## EXTRACT PROVIDED
────────────────

Opinion needed on a fighting system

If she gets into street fights on a regular basis (to say nothing of "every day"), she has very poor judgment, and isn't someone I want to learn anything from. Not even physical fighting skills.

I posed that question as a joke. I was trying to come up with something that might explain how someone with only a year and a half of experience could be qualified to teach ANYTHING. The only thing I could come up with is if she packed a lot of real-world application into that short amount of time.
 
The OP's question was about our opinions on a "fighting system," not on a "de-escalation system." Therefore, unless the woman with 1.5 years of experience has been in a lot of fights for that short amount of time, I was advising him to steer clear.
We don't know what her prior experience is. If she has some effective training and experience prior to that, including techniques and principles that align with this system, then a year and a half is perhaps sufficient for her to be able to transmit the key elements.
 
It is easier to tell with fighting because you punch kick and grapple under pressure in training. You see it work or not work.

────────────────

Records of labeled points

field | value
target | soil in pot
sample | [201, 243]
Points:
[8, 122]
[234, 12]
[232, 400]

────────────────

## EXERCISE TASK 1
In the forum discussion about a fighting system, how much experience does the woman who would be teaching have?
## EXERCISE TASK 2
Continue the forum discussion about a fighting system from its last line.

## WRITTEN REPLY 1
A year and a half.

## WRITTEN REPLY 2
You don't really competitively train talking. The best you get is pretending to deescalate. But is has no real effect on the outcome.

If you look at sales. The take their talking techniques. Apply them. Succeed or fail. Then refine those techniques. Then you pay the big money to a guy with the proven track record.

Real skills.

The martial arts version is like banging two rocks together.
This is a big part of the problem for teaching these things. No matter how hard we try, we simply cannot accurately simulate in a controlled environment how these work (or don't). The techniques that work depend upon activating and bypassing parts of the brain, cognitive processes, and such. Since the brain we'd expect to deal with (in cases where de-escalation applies) would be under the control of the limbic system (emotional hijacking), we'd have to figure out how to get a student totally pissed off and then use the de-escalation techniques to try to avoid them hitting us. As you said, not really an option.

We don't, however, have to depend only upon sources like Verbal Judo. Psychologists study these exact problems for us, so we can draw on what they've learned. Their findings will draw from controlled environments (lab experiments) and reviews of real-life scenarios. They can give us more than a guess as to what is likely to work. I'm actually working on a review of the research in these areas, looking for material to use in teaching about cues, de-escalation, exiting a physical confrontation (what I refer to as "late de-escalation"), etc.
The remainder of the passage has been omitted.